SHORT EXERCISE.
Copy the part of the patch discussion that opens with "Sounds like a" and closes with "workloads (>10M events/sec).", swapping "workloads" for "applications".

QUOTED PASSAGE.
—————

Re: [PATCH v2 1/3] perf/core: Add a tracepoint for perf sampling

From: Brendan Gregg
Date: Fri Aug 05 2016 - 00:42:35 EST


On Thu, Aug 4, 2016 at 6:43 PM, Alexei Starovoitov
<alexei.starovoitov@xxxxxxxxx> wrote:
> On Thu, Aug 04, 2016 at 04:28:53PM +0200, Peter Zijlstra wrote:
>> On Wed, Aug 03, 2016 at 11:57:05AM -0700, Brendan Gregg wrote:
>>
>> > As for pmu tracepoints: if I were to instrument it (although I wasn't
>> > planning to), I'd put a tracepoint in perf_event_overflow() called
>> > "perf:perf_overflow", with the same arguments. That could then be used
>> > for all PMU overflow events, without needing to add specific
>> > tracepoints.
>>
>> Could we not teach BPF to replace event->overflow_handler and inject
>> itself there?
>>
>> We don't currently have nice interfaces for doing that, but it should be
>> possible to do I think. We already have the indirect function call, so
>> injecting ourself there has 0 overhead.

Sounds like a good idea, especially for things like struct
file_operations so that we can statically instrument file system
read/writes with zero non-enabled overhead, and not worry about high
frequency workloads (>10M events/sec).

These perf probes aren't high frequency, though, and the code is not
normally in use, so overhead should be much less of a concern.
Sampling at 999 Hertz * CPUs is as frequent as I'd go. And if the
tracepoint code is still adding a mem read, conditional, and branch,
then that's not many instructions, especially considering the normal
use case of these perf functions: creating records and writing to a
perf ring buffer, then picking that up in user space by perf, then
either processing it live or writing to perf.data, back to the file
system, etc. It would be hard to benchmark the effect of adding a few
instructions to that path (and any results may be more sensitive to
cache line placement than the instructions).

The perf:perf_hrtimer probe point is also reading state mid-way
through a function, so it's not quite as simple as wrapping the
function pointer. I do like that idea, though, but for things like
struct file_operations.

>
> you're right. All makes sense. I guess I was too lazy to look into
> how to do it properly. Adding a tracepoint looked like quick and
> easy way to achieve the same.
> As far as api goes probably existing IOC_SET_BPF ioctl will do too.

—————

DATASET.
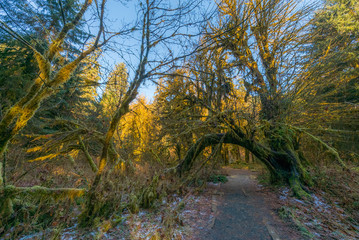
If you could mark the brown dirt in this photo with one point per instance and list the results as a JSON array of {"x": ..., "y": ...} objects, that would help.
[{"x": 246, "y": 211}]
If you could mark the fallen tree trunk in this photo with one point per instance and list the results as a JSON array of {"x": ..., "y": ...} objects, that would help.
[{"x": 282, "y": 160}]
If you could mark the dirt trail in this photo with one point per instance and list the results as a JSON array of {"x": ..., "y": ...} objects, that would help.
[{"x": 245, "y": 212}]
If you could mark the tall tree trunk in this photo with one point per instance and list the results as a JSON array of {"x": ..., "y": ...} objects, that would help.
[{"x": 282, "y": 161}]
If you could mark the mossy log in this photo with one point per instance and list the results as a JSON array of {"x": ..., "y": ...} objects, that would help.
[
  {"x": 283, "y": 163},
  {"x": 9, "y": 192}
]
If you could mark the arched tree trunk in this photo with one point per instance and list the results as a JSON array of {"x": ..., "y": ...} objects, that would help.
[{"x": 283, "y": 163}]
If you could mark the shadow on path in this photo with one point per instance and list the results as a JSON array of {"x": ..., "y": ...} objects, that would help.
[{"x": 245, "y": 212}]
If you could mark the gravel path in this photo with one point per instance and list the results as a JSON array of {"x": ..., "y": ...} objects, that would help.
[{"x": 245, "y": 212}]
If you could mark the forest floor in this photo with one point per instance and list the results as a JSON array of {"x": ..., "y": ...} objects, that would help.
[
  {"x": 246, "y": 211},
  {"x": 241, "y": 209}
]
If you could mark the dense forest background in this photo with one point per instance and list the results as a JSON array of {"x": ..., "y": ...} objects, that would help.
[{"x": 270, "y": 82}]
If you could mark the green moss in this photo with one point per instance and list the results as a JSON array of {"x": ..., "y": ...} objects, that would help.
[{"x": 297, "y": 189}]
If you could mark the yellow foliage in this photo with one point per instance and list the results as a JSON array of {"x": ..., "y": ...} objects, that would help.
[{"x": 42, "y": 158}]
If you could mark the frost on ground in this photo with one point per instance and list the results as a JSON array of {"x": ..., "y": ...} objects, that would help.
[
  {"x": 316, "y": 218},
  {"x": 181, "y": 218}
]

—————

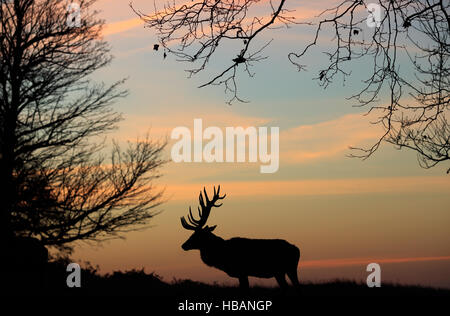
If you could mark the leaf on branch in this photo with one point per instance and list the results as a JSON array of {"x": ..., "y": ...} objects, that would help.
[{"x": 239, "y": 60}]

—————

FINAL RESULT.
Sounds like a good idea, especially for things like struct
file_operations so that we can statically instrument file system
read/writes with zero non-enabled overhead, and not worry about high
frequency applications (>10M events/sec).